* Written problem
Rewrite each line of the material below as an item in a numbered list, omitting any blank lines.

===== Materials provided

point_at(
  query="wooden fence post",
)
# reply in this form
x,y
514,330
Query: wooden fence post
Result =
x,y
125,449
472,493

==========

* Task response
1. point_at(
2.   query="wooden fence post",
3. )
4. # reply in this form
5. x,y
6. 514,330
7. Query: wooden fence post
8. Result =
9. x,y
10. 125,449
11. 472,493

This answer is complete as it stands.